■ RECORDS TO USE
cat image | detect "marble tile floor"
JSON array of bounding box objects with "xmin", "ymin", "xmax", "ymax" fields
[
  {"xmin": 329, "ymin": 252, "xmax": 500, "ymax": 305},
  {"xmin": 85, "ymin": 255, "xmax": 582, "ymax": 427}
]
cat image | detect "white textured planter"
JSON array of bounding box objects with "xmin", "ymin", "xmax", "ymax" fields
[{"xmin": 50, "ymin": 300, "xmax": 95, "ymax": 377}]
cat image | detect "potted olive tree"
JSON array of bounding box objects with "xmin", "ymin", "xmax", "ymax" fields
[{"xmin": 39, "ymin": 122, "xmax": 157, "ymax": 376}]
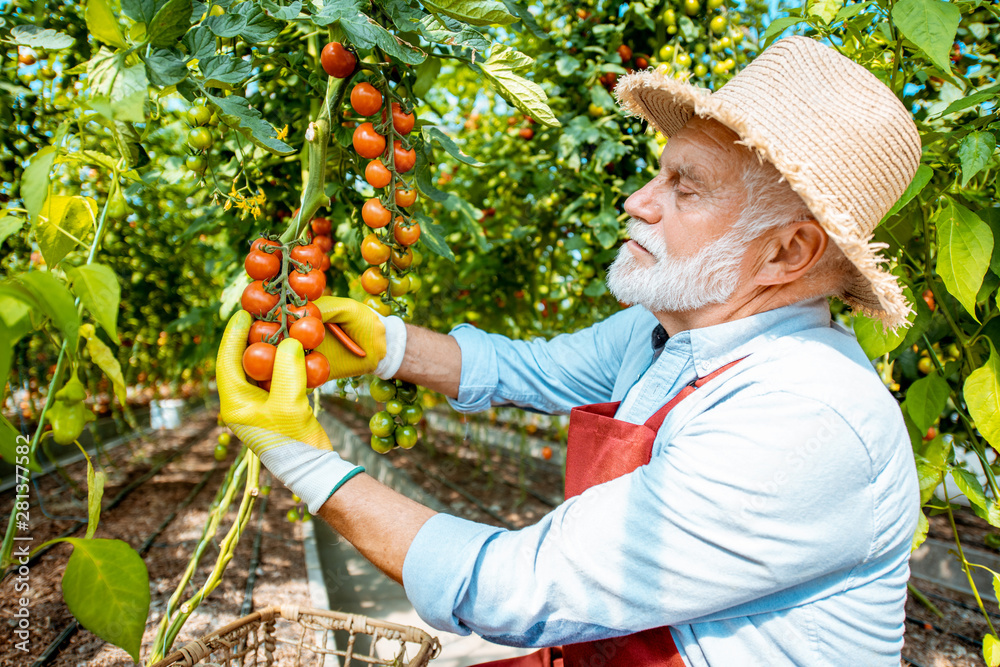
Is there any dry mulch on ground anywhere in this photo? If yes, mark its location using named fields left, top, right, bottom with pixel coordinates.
left=0, top=410, right=318, bottom=667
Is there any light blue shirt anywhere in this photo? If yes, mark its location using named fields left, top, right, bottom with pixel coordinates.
left=403, top=299, right=919, bottom=667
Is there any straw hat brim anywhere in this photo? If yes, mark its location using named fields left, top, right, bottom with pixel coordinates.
left=615, top=70, right=913, bottom=328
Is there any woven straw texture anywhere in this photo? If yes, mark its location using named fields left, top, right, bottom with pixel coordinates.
left=615, top=37, right=921, bottom=328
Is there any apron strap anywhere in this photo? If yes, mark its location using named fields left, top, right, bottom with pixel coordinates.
left=646, top=357, right=746, bottom=433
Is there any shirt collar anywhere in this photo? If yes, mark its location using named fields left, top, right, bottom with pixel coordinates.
left=654, top=297, right=830, bottom=377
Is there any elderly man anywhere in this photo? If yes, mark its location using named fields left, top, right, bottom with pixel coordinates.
left=218, top=38, right=920, bottom=667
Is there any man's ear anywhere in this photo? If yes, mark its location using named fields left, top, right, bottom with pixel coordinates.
left=754, top=220, right=829, bottom=285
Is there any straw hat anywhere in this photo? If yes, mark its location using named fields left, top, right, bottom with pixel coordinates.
left=615, top=37, right=920, bottom=328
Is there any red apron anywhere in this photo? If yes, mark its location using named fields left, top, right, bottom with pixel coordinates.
left=477, top=359, right=742, bottom=667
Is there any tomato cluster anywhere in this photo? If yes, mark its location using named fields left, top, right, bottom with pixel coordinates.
left=240, top=236, right=330, bottom=390
left=368, top=378, right=424, bottom=454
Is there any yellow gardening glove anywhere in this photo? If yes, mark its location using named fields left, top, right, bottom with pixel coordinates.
left=215, top=310, right=364, bottom=514
left=313, top=296, right=406, bottom=380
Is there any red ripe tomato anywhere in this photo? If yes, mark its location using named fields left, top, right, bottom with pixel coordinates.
left=351, top=82, right=382, bottom=116
left=289, top=244, right=329, bottom=269
left=392, top=139, right=417, bottom=174
left=288, top=269, right=326, bottom=301
left=250, top=237, right=281, bottom=259
left=392, top=102, right=417, bottom=134
left=361, top=197, right=392, bottom=229
left=361, top=234, right=390, bottom=264
left=306, top=352, right=330, bottom=389
left=285, top=302, right=323, bottom=323
left=352, top=123, right=386, bottom=160
left=361, top=266, right=389, bottom=295
left=243, top=250, right=281, bottom=280
left=288, top=316, right=326, bottom=350
left=313, top=234, right=333, bottom=255
left=319, top=42, right=358, bottom=79
left=240, top=280, right=278, bottom=317
left=392, top=220, right=420, bottom=246
left=247, top=320, right=284, bottom=345
left=365, top=160, right=392, bottom=188
left=309, top=218, right=333, bottom=236
left=243, top=343, right=278, bottom=382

■ AIM
Copy every item above word for word, but leave out the pictures.

■ OUTPUT OF THE TASK
cat image | detect "marble tile floor"
JSON array of bounding box objects with "xmin", "ymin", "xmax", "ymax" fields
[
  {"xmin": 329, "ymin": 252, "xmax": 500, "ymax": 305},
  {"xmin": 85, "ymin": 255, "xmax": 582, "ymax": 427}
]
cat image | detect "white textured planter"
JSON array of bounding box objects with "xmin", "ymin", "xmax", "ymax" fields
[{"xmin": 50, "ymin": 300, "xmax": 95, "ymax": 377}]
cat image | detect "potted olive tree"
JSON array of bounding box objects with "xmin", "ymin", "xmax", "ymax" fields
[{"xmin": 39, "ymin": 122, "xmax": 157, "ymax": 376}]
Is there any dry mulch on ground anywhere in this photo? If yes, mark its location using named fields left, top, right, bottom with pixel coordinates.
left=0, top=410, right=318, bottom=667
Is there any light blue shirt anywhere in this photo? If yes, mark its location using named fields left, top, right, bottom with pixel coordinates.
left=403, top=299, right=919, bottom=667
Is there any straw hat brim anywhere in this photo? If yes, mark its location using named fields left, top, right, bottom with pixel coordinates.
left=615, top=70, right=913, bottom=328
Is there any woven straw texture anywhere in this photo? If yes, mark its location using named fields left, top, right, bottom with pixel coordinates.
left=615, top=37, right=921, bottom=328
Is there any apron strap anywhere in this photo? If yes, mark its location using named fields left, top, right, bottom with pixel coordinates.
left=646, top=357, right=746, bottom=433
Is there any shirt collar anywhere in this photo? If yes, mark its location using named fields left, top, right, bottom with pixel coordinates.
left=654, top=297, right=830, bottom=377
Is there any elderly man anywhere in this photo? If yes, mark its location using named fields left, top, right, bottom with pixel coordinates.
left=218, top=38, right=920, bottom=667
Is there any man's ear anywhere in this photo? If yes, mark its location using named fields left, top, right, bottom with pixel coordinates.
left=754, top=220, right=829, bottom=285
Is there any straw hat anywhere in this photo? If yes, mark its location using named fields left, top, right, bottom with pixel coordinates.
left=615, top=37, right=920, bottom=328
Is there any red apron anywhere in this photo? If yes, mark its location using named fields left, top, right, bottom with pixel coordinates.
left=477, top=359, right=742, bottom=667
Is there any tomato cluster anywhere in this photo? If yes, mark its location using named fields left, top, right, bottom with pixel coordinates.
left=240, top=236, right=330, bottom=390
left=368, top=378, right=424, bottom=454
Is there any yellow gardening glove anywhere in this photo? If yes, mark its location using named fields left, top, right, bottom with pixel coordinates.
left=215, top=310, right=364, bottom=514
left=313, top=296, right=406, bottom=380
Is there any red ripe tomato anywhere in this photo? If yes, mark its location using named fields left, top, right, bottom with pixel coordinates.
left=351, top=82, right=382, bottom=116
left=289, top=244, right=329, bottom=269
left=392, top=139, right=417, bottom=174
left=288, top=269, right=326, bottom=301
left=250, top=237, right=281, bottom=259
left=392, top=102, right=417, bottom=134
left=361, top=197, right=392, bottom=229
left=361, top=234, right=390, bottom=264
left=306, top=352, right=330, bottom=389
left=285, top=302, right=323, bottom=323
left=352, top=123, right=386, bottom=160
left=361, top=266, right=389, bottom=295
left=243, top=250, right=281, bottom=280
left=288, top=316, right=326, bottom=350
left=313, top=234, right=333, bottom=255
left=319, top=42, right=358, bottom=79
left=240, top=280, right=278, bottom=317
left=392, top=220, right=420, bottom=246
left=247, top=320, right=284, bottom=345
left=365, top=160, right=392, bottom=188
left=309, top=218, right=333, bottom=236
left=243, top=343, right=278, bottom=382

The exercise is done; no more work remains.